Selected excerpt =>
— begin —

# It becomes a dangerous weapon After it's been eaten



## Reformingstudent (Apr 29, 2005)

School Mistakes Huge Burrito for a Weapon 2 hours, 39 minutes ago



CLOVIS, N.M. - A call about a possible weapon at a middle school prompted police to put armed officers on rooftops, close nearby streets and lock down the school. All over a giant burrito. 

Someone called authorities Thursday after seeing a boy carrying something long and wrapped into Marshall Junior High.

The drama ended two hours later when the suspicious item was identified as a 30-inch burrito filled with steak, guacamole, lettuce, salsa and jalapenos and wrapped inside tin foil and a white T-shirt.

"I didn't know whether to laugh or cry," school Principal Diana Russell said.

State police, Clovis police and the Curry County Sheriff's Department arrived at the school shortly after 8:30 a.m. They searched the premises and determined there was no immediate danger.

In the meantime, more than 30 parents, alerted by a radio report, descended on the school. Visibly shaken, they gathered around in a semi-circle, straining their necks, awaiting news.

"There needs to be security before the kids walk through the door," said Heather Black, whose son attends the school.

After the lockdown was lifted but before the burrito was identified as the culprit, parents pulled 75 students out of school, Russell said.

Russell said the mystery was solved after she brought everyone in the school together in the auditorium to explain what was going on.

— end —

Please answer these questions about the burrito article:
(a) How long was the burrito?
(b) How many students did parents take out of school?
(c) Where did the principal gather everyone to explain what was going on?

Data rows =>
— begin —

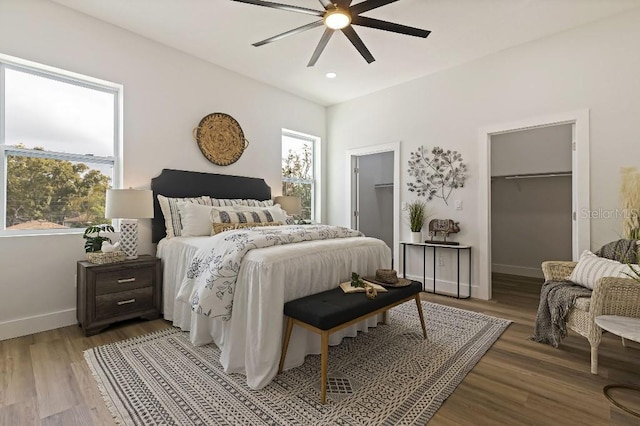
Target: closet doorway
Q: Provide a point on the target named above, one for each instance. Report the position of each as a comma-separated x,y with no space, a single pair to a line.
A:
580,177
531,199
373,193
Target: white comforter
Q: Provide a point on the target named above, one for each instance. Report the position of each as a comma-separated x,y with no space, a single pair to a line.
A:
251,341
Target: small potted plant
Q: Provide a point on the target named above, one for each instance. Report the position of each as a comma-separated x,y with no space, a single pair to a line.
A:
93,238
93,245
417,216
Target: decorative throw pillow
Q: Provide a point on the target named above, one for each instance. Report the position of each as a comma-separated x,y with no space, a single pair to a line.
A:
591,268
195,219
241,216
169,207
258,203
225,202
276,211
216,228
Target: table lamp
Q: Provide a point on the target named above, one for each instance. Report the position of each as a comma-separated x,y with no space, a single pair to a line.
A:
290,204
129,205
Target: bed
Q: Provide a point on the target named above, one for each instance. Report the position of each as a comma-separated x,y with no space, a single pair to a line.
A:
250,341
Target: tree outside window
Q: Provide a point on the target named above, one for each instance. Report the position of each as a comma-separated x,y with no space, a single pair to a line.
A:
298,173
59,148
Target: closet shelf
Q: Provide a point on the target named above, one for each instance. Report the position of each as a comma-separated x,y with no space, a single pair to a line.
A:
533,175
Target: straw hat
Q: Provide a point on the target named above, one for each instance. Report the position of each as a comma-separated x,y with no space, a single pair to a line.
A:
388,278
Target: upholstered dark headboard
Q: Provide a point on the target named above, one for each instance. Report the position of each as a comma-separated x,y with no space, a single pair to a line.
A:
182,183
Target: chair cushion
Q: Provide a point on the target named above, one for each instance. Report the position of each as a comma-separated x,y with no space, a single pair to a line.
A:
591,268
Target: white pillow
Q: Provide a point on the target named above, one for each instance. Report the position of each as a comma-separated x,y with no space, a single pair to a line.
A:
195,219
226,202
591,268
257,203
276,211
169,207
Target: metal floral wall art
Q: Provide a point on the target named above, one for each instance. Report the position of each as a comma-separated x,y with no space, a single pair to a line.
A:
437,173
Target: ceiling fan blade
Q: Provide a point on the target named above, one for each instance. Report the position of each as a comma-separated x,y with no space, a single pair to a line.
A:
389,26
283,7
369,5
289,33
321,45
358,44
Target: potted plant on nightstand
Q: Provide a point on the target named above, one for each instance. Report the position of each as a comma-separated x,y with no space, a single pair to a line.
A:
417,216
93,245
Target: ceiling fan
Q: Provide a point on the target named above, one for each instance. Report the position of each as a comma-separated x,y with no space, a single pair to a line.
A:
339,15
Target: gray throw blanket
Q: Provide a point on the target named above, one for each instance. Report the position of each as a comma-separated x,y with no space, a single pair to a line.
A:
556,298
624,251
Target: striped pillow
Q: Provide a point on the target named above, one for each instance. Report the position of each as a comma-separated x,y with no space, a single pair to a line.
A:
171,213
216,228
591,268
225,202
257,203
241,216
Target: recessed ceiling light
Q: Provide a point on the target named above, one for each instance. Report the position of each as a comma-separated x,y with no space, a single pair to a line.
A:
337,18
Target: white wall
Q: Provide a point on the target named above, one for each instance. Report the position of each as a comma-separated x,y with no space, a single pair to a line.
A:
593,67
166,93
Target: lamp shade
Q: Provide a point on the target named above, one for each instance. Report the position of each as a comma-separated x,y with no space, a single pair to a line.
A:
129,204
292,205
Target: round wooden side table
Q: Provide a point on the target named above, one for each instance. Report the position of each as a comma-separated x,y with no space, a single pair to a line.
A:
627,328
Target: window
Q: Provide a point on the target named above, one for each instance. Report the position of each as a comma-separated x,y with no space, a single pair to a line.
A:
299,170
59,142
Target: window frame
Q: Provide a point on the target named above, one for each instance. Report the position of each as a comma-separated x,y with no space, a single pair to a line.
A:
315,170
52,73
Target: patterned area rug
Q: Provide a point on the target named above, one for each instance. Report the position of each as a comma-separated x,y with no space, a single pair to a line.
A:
389,376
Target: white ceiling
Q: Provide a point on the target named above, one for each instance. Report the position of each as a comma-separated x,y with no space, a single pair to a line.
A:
221,32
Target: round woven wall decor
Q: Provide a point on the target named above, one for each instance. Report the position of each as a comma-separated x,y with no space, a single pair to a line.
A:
220,138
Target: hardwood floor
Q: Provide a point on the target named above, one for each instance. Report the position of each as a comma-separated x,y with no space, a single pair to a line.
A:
44,379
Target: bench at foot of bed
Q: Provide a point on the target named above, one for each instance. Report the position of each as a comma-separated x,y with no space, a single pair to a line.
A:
333,310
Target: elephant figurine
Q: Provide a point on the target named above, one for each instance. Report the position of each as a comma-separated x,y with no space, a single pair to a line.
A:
444,227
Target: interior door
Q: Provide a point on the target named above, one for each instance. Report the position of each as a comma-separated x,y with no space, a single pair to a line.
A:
373,203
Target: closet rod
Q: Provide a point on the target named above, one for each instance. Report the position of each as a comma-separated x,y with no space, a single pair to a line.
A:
533,175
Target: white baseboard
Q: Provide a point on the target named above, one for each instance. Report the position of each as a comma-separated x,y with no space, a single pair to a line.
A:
523,271
449,288
24,326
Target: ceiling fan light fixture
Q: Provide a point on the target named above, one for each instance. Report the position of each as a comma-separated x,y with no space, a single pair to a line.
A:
337,18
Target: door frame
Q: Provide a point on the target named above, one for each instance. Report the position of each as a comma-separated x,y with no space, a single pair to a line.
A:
352,155
581,232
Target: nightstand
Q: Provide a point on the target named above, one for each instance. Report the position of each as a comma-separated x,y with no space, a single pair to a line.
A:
107,293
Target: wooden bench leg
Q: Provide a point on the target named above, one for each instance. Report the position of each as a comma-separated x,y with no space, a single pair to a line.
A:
419,306
323,366
285,343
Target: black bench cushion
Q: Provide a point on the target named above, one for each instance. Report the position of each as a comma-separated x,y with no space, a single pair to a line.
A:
334,307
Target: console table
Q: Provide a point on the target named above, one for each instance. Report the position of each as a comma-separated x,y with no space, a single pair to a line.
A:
435,248
627,328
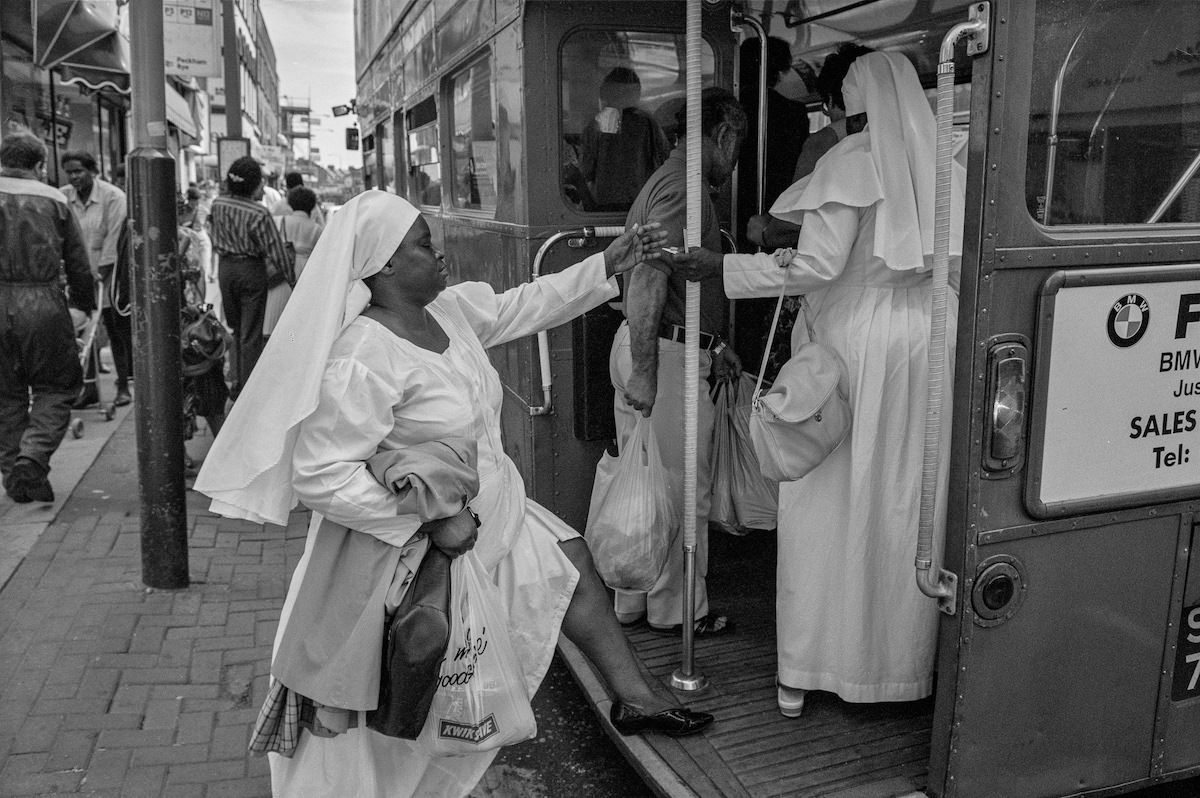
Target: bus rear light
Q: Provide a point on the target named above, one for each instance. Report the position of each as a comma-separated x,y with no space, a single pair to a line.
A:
1005,435
999,589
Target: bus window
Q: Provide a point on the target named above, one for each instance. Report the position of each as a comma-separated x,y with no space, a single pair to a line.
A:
473,142
424,163
621,90
1115,141
370,172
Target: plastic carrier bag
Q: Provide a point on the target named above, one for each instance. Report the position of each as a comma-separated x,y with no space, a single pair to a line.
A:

— end —

Result =>
(a) 30 inches
(b) 75
(c) In the auditorium